### Document passage
******
Jaroszewicz, Leszek R. (Hrsg.) ; Society of Photo-Optical Instrumentation Engineers -SPIE-, Bellingham/Wash.:
Speckle 2018, VII International Conference on Speckle Metrology : 9-12 September 2018, Janów Podlaski, Poland
Bellingham, WA: SPIE, 2018 (Proceedings of SPIE 10834)
ISBN: 978-1-5106-2298-2
ISBN: 978-1-5106-2297-5
Paper 1083415, 7 pp.
International Conference on Speckle Metrology (SPECKLE) <7, 2018, Janow Podlaski>
Conference Paper
Fraunhofer IKTS ()
speckle; non-destructive optical testing; defect detection; ceramic

Due to the special structural and functional properties, the advanced ceramic technology plays an important role in many areas of the industry. Fraunhofer IKTS develops novel ceramic materials for industrial applications, e.g. Na-ß-alumina. These materials are used to produce high-temperature, low-cost ceramic batteries. In Na-ß-alumina the defects occurs in production by extrude process. Therefore, defect detection is of great importance for quality assurance of ceramics for industrial applications, and advanced non-destructive diagnostic procedures are required. Laser Speckle Photometry (LSP) is an innovative optical non-destructive and monitoring technique based on the detection and analysis of thermally or mechanically activated characteristic speckle dynamics in the non-stationary optical field. Unlike other techniques based on speckle phenomenona, which concentrate on the distortion of whole speckle pattern or fringes, LSP is based on measuring spatial-temporal dynamics of laser speckles in near field, which focuses on the intensity change of each single pixel of camera sensor. The advantages of the new NDT method are, for instance, contactless, non-invasive, full field, fast, real time, high precision and sensitivity. The basic LSP setup has a simple but robust design to reduce the cost compared with other conventional NDT methods, and depending on its working principle, it can be integrated into in-line manufacturing process. The results of measurements will be presented by an imaging LSP method. At the current research stage, the detectability of LSP for defects in ceramics is 300 µm in terms of length for a crack and 200 µm in terms of diameter for a pore.
******
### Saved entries
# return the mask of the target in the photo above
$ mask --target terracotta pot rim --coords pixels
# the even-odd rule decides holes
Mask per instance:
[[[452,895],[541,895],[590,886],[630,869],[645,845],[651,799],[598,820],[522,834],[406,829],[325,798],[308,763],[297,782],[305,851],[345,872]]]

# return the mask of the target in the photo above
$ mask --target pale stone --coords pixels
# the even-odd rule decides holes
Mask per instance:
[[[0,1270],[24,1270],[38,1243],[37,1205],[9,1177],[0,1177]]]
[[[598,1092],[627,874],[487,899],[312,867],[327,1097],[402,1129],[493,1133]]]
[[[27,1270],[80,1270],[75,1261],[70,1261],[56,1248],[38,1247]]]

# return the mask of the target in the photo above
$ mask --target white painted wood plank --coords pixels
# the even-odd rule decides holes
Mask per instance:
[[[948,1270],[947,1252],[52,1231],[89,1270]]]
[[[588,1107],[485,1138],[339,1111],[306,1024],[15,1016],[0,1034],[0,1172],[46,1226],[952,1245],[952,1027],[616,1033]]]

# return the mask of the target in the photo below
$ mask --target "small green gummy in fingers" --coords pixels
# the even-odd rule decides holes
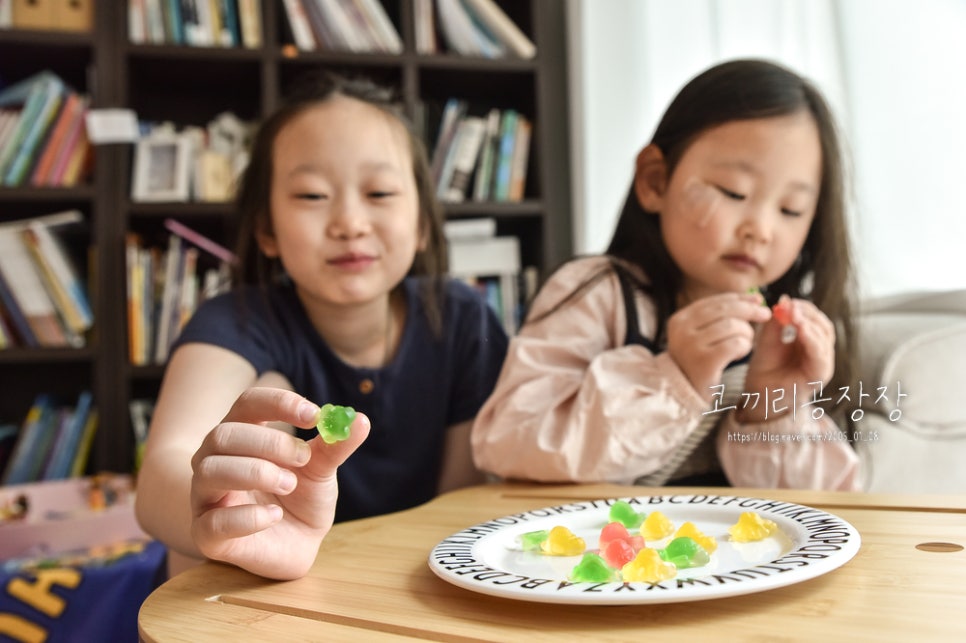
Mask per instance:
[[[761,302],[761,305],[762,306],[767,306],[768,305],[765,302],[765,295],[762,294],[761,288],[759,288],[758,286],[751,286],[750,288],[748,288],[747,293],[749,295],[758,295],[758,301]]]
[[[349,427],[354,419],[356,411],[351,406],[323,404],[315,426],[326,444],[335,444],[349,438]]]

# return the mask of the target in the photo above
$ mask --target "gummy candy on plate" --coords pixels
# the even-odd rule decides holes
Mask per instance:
******
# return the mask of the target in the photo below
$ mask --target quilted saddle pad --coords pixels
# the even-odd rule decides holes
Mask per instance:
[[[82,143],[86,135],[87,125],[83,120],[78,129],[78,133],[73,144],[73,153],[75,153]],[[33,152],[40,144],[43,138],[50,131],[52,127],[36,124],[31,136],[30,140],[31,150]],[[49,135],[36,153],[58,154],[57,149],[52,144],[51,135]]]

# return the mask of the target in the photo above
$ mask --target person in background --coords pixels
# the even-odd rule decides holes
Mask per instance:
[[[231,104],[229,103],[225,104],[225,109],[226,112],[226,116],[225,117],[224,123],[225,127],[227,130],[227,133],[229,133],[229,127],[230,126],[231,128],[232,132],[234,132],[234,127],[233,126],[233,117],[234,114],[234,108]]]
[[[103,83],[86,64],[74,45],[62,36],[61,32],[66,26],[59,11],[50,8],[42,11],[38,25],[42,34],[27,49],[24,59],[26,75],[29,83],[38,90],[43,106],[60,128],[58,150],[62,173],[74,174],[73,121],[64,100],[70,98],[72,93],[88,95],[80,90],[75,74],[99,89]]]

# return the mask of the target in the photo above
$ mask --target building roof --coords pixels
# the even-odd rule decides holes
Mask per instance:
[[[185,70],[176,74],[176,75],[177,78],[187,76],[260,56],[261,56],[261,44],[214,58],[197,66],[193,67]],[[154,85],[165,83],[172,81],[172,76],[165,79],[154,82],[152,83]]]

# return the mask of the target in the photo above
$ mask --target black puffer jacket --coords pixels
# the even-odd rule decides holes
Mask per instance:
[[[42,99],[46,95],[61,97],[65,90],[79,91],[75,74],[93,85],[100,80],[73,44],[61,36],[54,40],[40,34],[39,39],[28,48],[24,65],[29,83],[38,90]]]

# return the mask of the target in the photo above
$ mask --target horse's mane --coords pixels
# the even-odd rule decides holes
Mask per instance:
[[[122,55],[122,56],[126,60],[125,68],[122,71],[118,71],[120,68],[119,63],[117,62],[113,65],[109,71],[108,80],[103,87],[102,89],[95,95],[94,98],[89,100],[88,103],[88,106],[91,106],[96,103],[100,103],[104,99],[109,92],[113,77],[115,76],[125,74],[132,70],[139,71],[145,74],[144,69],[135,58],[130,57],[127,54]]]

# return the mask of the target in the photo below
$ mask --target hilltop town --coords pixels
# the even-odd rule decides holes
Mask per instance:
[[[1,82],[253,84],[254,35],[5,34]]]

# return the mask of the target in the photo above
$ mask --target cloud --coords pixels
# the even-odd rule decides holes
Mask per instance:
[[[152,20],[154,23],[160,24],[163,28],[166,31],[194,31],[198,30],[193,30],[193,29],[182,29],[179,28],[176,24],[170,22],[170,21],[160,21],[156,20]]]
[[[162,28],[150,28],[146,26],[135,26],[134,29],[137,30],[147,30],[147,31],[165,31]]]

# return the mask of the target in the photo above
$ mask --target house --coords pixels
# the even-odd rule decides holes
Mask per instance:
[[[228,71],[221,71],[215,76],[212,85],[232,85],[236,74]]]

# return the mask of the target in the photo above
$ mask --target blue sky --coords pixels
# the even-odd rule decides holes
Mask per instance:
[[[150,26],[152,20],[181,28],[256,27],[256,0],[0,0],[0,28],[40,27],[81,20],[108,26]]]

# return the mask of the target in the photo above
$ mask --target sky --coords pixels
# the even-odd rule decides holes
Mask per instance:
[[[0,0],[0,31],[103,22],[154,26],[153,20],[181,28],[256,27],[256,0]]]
******
### Things to do
(1) Rewrite the paragraph of the conference paper text that begins "Due to the special structural" as a short bulleted list that keeps its main facts.
(2) According to the conference paper text, what size of pore can LSP currently detect in ceramics?
(3) Please retype the part of the conference paper text that begins at the words "Jaroszewicz, Leszek R." and stop after "Fraunhofer IKTS ()".

### Solutions to the tasks
(1)
- Advanced ceramics are important in many industries; Fraunhofer IKTS develops new ceramic materials such as Na-ß-alumina for high-temperature, low-cost ceramic batteries.
- Defects arise in Na-ß-alumina during extrusion, so defect detection and advanced non-destructive diagnostics are needed for quality assurance.
- Laser Speckle Photometry (LSP) is an optical non-destructive and monitoring technique that analyzes thermally or mechanically activated speckle dynamics.
- Unlike other speckle techniques that look at whole patterns or fringes, LSP measures spatial-temporal speckle dynamics in the near field, tracking intensity changes at each camera pixel.
- Its advantages include being contactless, non-invasive, full field, fast, real time, highly precise and sensitive.
- The basic setup is simple, robust and lower in cost than conventional NDT methods, and it can be integrated into in-line manufacturing.
- Results are presented using an imaging LSP method.
- Current detectability is 300 µm in length for cracks and 200 µm in diameter for pores.

(2) Pores of 200 µm in diameter.

(3)
Jaroszewicz, Leszek R. (Hrsg.) ; Society of Photo-Optical Instrumentation Engineers -SPIE-, Bellingham/Wash.:
Speckle 2018, VII International Conference on Speckle Metrology : 9-12 September 2018, Janów Podlaski, Poland
Bellingham, WA: SPIE, 2018 (Proceedings of SPIE 10834)
ISBN: 978-1-5106-2298-2
ISBN: 978-1-5106-2297-5
Paper 1083415, 7 pp.
International Conference on Speckle Metrology (SPECKLE) <7, 2018, Janow Podlaski>
Conference Paper
Fraunhofer IKTS ()